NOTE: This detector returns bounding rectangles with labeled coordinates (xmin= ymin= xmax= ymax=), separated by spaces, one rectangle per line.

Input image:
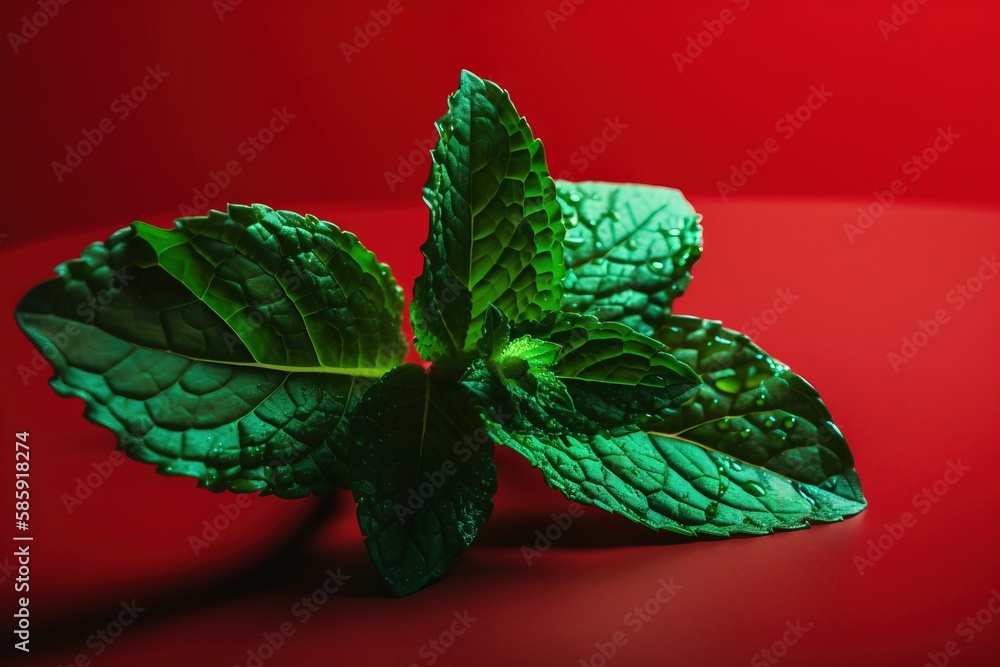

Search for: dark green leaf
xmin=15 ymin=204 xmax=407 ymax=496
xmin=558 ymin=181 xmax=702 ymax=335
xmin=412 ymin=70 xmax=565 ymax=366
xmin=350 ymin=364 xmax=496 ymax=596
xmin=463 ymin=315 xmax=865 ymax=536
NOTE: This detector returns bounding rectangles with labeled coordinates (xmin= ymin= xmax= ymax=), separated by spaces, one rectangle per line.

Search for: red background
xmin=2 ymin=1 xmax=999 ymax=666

════

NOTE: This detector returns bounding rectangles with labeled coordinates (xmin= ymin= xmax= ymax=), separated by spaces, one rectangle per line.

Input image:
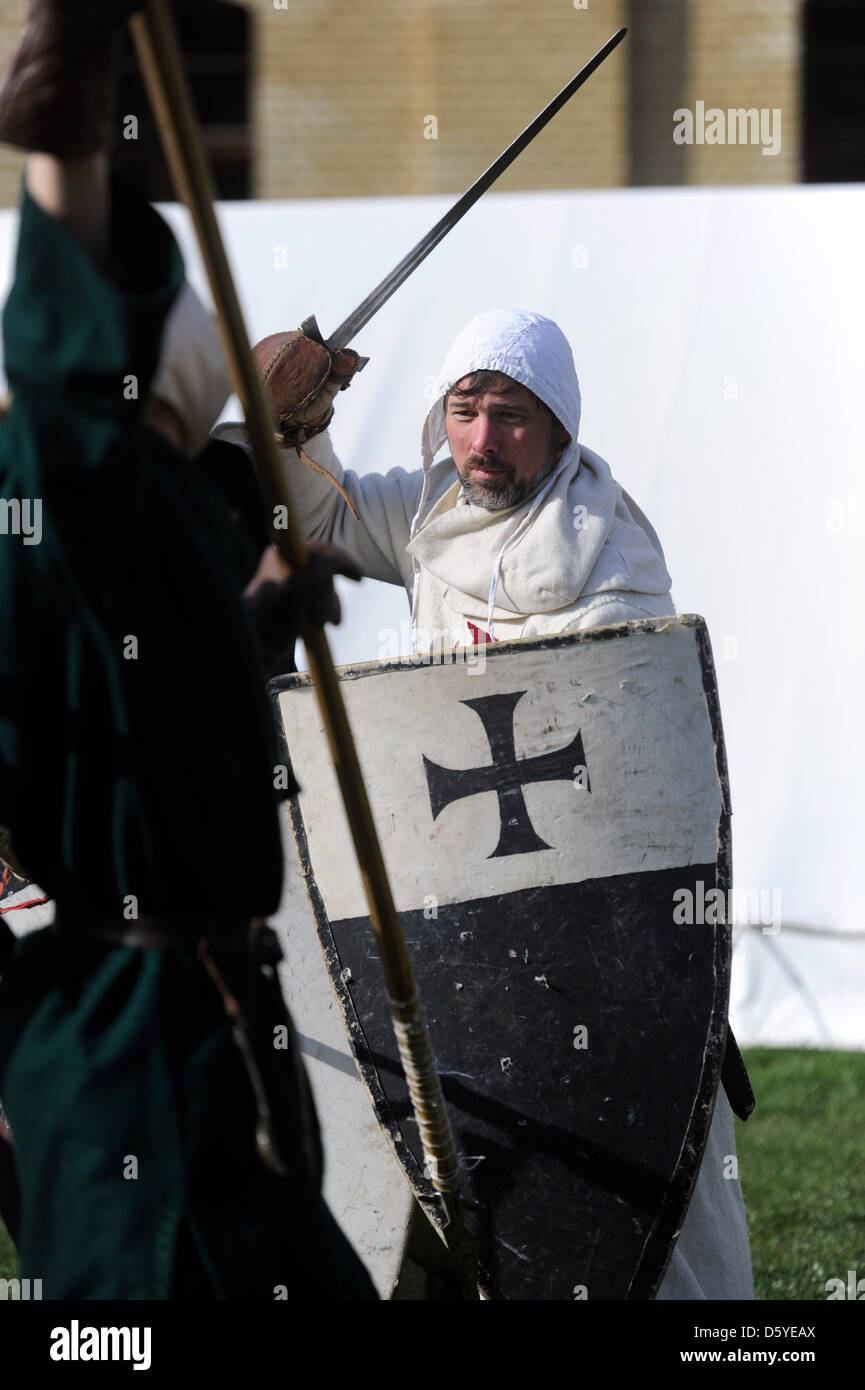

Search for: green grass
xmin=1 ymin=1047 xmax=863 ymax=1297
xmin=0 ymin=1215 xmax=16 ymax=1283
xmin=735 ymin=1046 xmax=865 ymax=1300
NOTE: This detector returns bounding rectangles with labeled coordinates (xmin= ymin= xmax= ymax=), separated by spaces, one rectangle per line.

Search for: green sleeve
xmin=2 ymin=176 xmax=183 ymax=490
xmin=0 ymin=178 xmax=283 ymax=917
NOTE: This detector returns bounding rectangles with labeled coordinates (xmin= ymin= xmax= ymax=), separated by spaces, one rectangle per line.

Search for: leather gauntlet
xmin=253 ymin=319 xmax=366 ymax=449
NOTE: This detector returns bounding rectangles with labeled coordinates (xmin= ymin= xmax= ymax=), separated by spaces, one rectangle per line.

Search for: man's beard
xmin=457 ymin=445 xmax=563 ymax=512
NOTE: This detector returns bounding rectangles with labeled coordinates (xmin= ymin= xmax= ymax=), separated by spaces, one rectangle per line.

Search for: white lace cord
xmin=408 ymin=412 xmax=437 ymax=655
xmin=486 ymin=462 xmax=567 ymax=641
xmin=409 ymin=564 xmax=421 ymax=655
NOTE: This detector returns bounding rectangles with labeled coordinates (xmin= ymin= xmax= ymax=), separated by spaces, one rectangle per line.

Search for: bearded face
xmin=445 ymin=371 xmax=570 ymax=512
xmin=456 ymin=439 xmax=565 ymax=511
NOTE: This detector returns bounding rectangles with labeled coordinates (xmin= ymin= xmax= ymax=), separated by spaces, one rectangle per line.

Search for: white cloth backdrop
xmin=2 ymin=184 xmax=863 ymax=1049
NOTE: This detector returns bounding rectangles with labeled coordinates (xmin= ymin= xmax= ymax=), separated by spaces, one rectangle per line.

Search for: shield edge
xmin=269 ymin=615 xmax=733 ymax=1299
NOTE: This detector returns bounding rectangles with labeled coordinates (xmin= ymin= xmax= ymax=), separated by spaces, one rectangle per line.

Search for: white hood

════

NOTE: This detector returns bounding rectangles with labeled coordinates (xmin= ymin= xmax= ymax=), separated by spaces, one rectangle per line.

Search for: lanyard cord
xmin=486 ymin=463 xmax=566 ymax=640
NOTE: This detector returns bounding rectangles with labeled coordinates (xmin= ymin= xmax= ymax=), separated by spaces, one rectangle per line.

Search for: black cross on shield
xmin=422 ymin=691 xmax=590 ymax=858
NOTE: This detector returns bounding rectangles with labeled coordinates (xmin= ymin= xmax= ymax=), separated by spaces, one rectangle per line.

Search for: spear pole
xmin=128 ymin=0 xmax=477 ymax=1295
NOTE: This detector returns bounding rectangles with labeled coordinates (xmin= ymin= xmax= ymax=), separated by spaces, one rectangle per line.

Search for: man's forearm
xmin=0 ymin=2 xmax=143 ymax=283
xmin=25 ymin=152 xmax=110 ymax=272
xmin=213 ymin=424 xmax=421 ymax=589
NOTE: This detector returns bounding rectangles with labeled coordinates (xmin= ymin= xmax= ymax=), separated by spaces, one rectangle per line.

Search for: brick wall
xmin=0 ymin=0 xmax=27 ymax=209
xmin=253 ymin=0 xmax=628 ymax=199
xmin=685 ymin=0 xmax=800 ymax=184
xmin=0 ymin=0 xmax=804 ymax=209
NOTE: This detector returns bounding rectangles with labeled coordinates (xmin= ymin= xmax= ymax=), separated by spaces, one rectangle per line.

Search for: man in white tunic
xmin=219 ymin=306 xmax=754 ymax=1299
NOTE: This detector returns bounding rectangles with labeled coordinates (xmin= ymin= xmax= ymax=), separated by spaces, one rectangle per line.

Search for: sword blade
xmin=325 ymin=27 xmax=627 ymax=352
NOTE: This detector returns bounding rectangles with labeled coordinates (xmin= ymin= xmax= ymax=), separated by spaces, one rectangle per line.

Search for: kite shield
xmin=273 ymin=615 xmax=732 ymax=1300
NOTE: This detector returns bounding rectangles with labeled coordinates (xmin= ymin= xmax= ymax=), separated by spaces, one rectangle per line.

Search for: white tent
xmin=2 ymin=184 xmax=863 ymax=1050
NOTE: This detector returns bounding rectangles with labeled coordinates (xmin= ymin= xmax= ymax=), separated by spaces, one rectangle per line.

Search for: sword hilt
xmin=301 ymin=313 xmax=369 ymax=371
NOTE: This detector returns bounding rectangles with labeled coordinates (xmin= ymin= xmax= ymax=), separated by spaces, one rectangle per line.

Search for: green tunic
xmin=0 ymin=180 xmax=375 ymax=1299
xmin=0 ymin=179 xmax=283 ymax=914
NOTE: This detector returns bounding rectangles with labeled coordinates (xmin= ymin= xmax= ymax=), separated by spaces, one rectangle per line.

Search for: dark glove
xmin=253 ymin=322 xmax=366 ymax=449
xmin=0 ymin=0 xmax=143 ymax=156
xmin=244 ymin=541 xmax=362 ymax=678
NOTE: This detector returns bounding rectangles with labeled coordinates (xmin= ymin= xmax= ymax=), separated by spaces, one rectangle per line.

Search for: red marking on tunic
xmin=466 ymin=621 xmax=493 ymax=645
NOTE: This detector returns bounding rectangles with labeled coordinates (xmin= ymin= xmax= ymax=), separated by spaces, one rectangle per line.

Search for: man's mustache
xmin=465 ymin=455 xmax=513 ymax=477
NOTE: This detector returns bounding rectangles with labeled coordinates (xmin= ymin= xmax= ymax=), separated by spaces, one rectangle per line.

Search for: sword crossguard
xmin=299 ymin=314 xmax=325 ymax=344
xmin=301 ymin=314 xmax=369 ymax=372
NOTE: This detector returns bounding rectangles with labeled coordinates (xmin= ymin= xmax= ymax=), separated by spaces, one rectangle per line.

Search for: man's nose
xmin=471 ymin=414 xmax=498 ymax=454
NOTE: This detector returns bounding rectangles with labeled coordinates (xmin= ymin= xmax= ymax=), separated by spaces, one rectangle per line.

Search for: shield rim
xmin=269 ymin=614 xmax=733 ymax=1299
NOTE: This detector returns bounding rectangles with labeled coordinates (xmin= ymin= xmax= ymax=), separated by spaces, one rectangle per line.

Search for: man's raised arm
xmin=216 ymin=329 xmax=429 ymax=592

════

* **WORK INSTRUCTIONS**: One stretch of the lines above is wanted, from the line that contains "Search for: shield edge" through the line that contains "Search for: white hood". Output it exactly.

* **YOUR SOLUTION**:
Search for: shield edge
xmin=269 ymin=615 xmax=733 ymax=1299
NOTE: This detector returns bounding rectangles with labeled coordinates (xmin= ymin= xmax= ymax=), separated by spaces, one rectangle per line.

Search for: white hood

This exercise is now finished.